/---

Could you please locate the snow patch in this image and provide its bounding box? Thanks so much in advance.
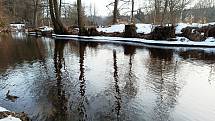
[0,107,9,112]
[97,24,125,33]
[205,37,215,42]
[0,115,21,121]
[97,23,153,34]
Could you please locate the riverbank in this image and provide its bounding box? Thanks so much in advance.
[0,107,30,121]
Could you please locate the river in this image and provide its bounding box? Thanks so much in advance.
[0,33,215,121]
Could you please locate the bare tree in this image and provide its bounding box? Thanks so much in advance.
[49,0,69,34]
[113,0,119,24]
[77,0,85,35]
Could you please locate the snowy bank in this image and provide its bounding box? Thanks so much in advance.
[55,35,215,48]
[0,115,21,121]
[97,23,153,34]
[0,107,9,112]
[97,22,215,34]
[0,107,22,121]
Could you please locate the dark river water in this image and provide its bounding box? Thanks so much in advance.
[0,33,215,121]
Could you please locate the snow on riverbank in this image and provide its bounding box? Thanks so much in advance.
[0,107,8,112]
[97,22,215,34]
[56,35,215,47]
[0,116,21,121]
[97,24,153,34]
[0,107,21,121]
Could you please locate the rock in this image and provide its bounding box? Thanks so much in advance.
[88,27,100,36]
[149,26,175,40]
[0,111,31,121]
[124,24,137,38]
[181,27,206,42]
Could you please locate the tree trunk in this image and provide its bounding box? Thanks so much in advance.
[77,0,85,35]
[131,0,135,24]
[113,0,118,24]
[33,0,40,28]
[160,0,168,26]
[49,0,69,34]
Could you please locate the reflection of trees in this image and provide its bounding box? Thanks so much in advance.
[123,45,137,100]
[78,43,87,121]
[113,50,122,120]
[178,50,215,64]
[147,49,180,121]
[48,40,68,121]
[208,64,215,84]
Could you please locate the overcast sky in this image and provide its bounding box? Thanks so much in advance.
[64,0,114,16]
[62,0,197,16]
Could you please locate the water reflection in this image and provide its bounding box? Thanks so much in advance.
[48,40,68,121]
[78,43,87,121]
[0,34,215,121]
[178,50,215,64]
[113,50,122,121]
[147,49,181,121]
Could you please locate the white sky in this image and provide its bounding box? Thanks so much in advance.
[64,0,114,16]
[63,0,197,16]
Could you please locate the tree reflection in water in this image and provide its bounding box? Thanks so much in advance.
[123,45,137,100]
[113,50,122,121]
[48,40,68,121]
[147,49,181,121]
[78,42,87,121]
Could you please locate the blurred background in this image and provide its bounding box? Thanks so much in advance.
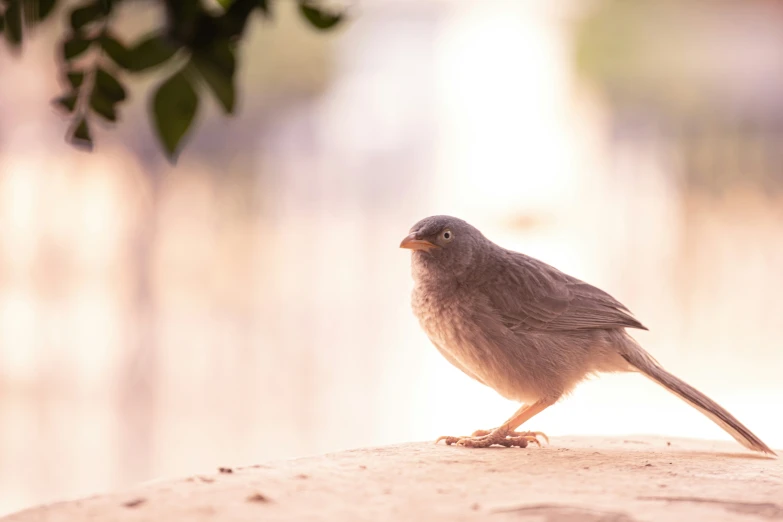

\---

EXERCICE ÉCRIT: Mettez à jour toutes les lignes ci-dessus en remplaçant « image » par « photo », sans rien modifier d'autre. Ne reproduisez pas les images dans la réponse.

SOLUTION DU PROBLÈME:
Could you please locate the snow patch in this photo and provide its bounding box? Thanks so much in advance.
[0,107,9,112]
[97,24,125,33]
[205,37,215,42]
[0,115,21,121]
[97,23,153,34]
Could you please locate the riverbank in this photo and provide its bounding box? Thanks so much in advance.
[0,107,30,121]
Could you please locate the river in this photo and provide its bounding box? Thanks so much in advance.
[0,33,215,121]
Could you please locate the bare tree in this photo and provide its bounding box? Thanks so much in advance.
[49,0,69,34]
[113,0,119,24]
[77,0,85,35]
Could you please locate the snowy bank in this photo and provide its bounding box? Thanks so much in advance.
[55,35,215,48]
[0,115,21,121]
[97,23,153,34]
[0,107,9,112]
[97,22,215,34]
[0,107,22,121]
Could you please locate the dark river water in this photo and provide its bounding box? Thanks so much in advance.
[0,33,215,121]
Could you please locate the snow on riverbank in this photo and provide its bounding box? Thanks so much in advance.
[0,107,8,112]
[97,22,215,34]
[56,35,215,47]
[0,116,21,121]
[97,24,153,34]
[0,107,21,121]
Could you please locate the rock in this photo and provide its bounding box? Thanks so much in advance.
[88,27,100,36]
[149,26,175,40]
[0,111,31,121]
[124,24,137,38]
[181,27,206,42]
Could you please locate the tree trunk in this photo and provide its bounding box? Thanks so much in advance.
[77,0,85,35]
[131,0,135,24]
[113,0,118,24]
[33,0,40,28]
[160,0,168,26]
[49,0,69,34]
Could you please locate the reflection of trees in this photo and provide its bounding box? Thanks so much in advance.
[123,45,137,100]
[78,43,87,121]
[113,50,122,120]
[178,50,215,64]
[147,49,180,121]
[48,40,68,121]
[208,64,215,84]
Could you please locate the overcast sky in this photo and provide its bounding box? Thanks so much in advance.
[64,0,114,16]
[62,0,197,16]
Could you please locate the water reflection in this photo and provide its bounding box? Thanks so much in advance.
[48,40,68,121]
[78,43,87,121]
[0,34,215,121]
[178,50,215,64]
[113,50,122,121]
[147,49,181,121]
Could you please locate the white sky in this photo and provide its bounding box? Thanks so much in advance.
[64,0,114,16]
[63,0,197,16]
Could you please locate the tree reflection in water in this photo and provide its bounding box? Thanks so much in advance.
[123,45,137,100]
[113,50,122,121]
[48,40,68,121]
[147,49,181,121]
[78,42,87,121]
Could you please locate the blurred background in this photo and provide its bounding box? Thanks so much in advance.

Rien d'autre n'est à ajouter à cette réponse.